• INSTRUCTIONS FOR THE TASK:
Set down each record exactly as written.
───── RECORDS FOR THIS TASK ─────
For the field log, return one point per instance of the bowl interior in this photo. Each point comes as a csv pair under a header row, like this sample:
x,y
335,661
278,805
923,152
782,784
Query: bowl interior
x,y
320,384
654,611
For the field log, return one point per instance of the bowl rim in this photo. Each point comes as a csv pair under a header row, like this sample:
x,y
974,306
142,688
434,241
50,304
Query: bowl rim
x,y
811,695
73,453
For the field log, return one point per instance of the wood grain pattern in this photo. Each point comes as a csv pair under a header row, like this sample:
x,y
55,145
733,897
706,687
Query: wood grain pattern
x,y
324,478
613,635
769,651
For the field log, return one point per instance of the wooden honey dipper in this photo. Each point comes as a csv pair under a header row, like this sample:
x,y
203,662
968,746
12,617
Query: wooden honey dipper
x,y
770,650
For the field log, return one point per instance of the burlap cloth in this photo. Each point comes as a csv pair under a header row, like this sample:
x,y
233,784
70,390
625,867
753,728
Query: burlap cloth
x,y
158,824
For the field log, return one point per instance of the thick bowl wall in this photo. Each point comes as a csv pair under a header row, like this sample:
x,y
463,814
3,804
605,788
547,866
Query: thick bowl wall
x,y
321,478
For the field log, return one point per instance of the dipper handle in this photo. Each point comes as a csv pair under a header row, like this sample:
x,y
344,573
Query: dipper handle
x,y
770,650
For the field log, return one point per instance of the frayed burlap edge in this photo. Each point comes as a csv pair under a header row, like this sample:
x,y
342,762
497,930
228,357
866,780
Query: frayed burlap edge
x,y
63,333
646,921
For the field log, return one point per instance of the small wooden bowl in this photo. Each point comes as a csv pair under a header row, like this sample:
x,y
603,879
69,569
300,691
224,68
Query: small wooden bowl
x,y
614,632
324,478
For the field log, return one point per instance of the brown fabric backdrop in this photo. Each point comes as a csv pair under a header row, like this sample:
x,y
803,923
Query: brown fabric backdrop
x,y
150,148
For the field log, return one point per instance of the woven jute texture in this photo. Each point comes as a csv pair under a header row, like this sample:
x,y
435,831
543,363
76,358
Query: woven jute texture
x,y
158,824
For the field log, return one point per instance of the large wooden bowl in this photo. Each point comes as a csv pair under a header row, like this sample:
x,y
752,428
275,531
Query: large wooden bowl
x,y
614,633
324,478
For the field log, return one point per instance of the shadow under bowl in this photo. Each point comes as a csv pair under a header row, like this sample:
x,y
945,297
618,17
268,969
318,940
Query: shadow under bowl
─────
• EXERCISE RESPONSE:
For the field log, return one point per instance of the bowl interior in this photo. Each point comes as a csv pair under a header row, like this sample:
x,y
335,661
278,805
923,152
782,784
Query: bowl interior
x,y
320,384
654,611
For the field log, return one point per instance of the bowl rim in this photo. Each point comes as a csv pair under a header row, like this sample:
x,y
974,306
142,688
434,241
50,304
Query: bowl rim
x,y
811,695
73,453
For the field log, return one point per instance of the wood grain pattern in this photo. Each point comes as a csv pair under a header row, like this sample:
x,y
55,145
733,897
706,687
Query: wood grain pattern
x,y
324,478
613,635
769,651
For the field log, return one point per instance of the wooden honey dipper in this photo. Each point comes as a csv pair under a header row, like this sample:
x,y
203,662
968,746
12,617
Query: wooden honey dipper
x,y
770,650
For the field log, return one point per instance of the burlap cloth in this photo. Each point comes as a csv pair under a header row, like this sample:
x,y
233,784
70,390
625,867
753,728
Query: burlap cloth
x,y
158,824
For the field log, return one point per instance of the thick bowl wall in this photo. Each point comes as a csv pair under a header row, like this sample:
x,y
463,814
3,804
605,788
547,866
Query: thick bowl wall
x,y
321,478
For the field log, return one point per instance of the dipper handle in this photo. Each point comes as a csv pair under a header row, like this sample:
x,y
344,573
Query: dipper handle
x,y
770,650
For the field log, return one point per instance of the frayed burlap edge in this photo. Each point comes as a csv pair under a header row, like this sample:
x,y
342,762
497,930
228,357
866,780
Query: frayed burlap edge
x,y
63,333
646,921
For the field log, return one point per instance of the small wooden bowl in this photo. Each point comes as a csv pair under a header row, like this sample:
x,y
603,879
69,569
300,691
224,68
Query: small wooden bowl
x,y
614,632
324,478
For the field log, return one point per instance of the brown fabric backdrop in this photo. Each point comes as a csv pair under a header row, like this sample:
x,y
803,923
Query: brown fabric backdrop
x,y
150,148
For the field log, return one point per instance of the woven jute texture in this photo. Each point comes as a csv pair under a header row, like this sample:
x,y
435,831
543,363
76,358
Query: woven jute texture
x,y
158,824
For the field log, return one point per instance of the large wooden bowl in this photo. Each point comes as a csv pair under a header row, like this sample:
x,y
752,428
275,531
Query: large wooden bowl
x,y
614,633
324,478
For the field log, return one point per instance of the shadow under bowl in this photo. Each point comes as a csv pair under a header row, like this sample:
x,y
945,297
618,17
268,969
318,940
Query: shadow under bowl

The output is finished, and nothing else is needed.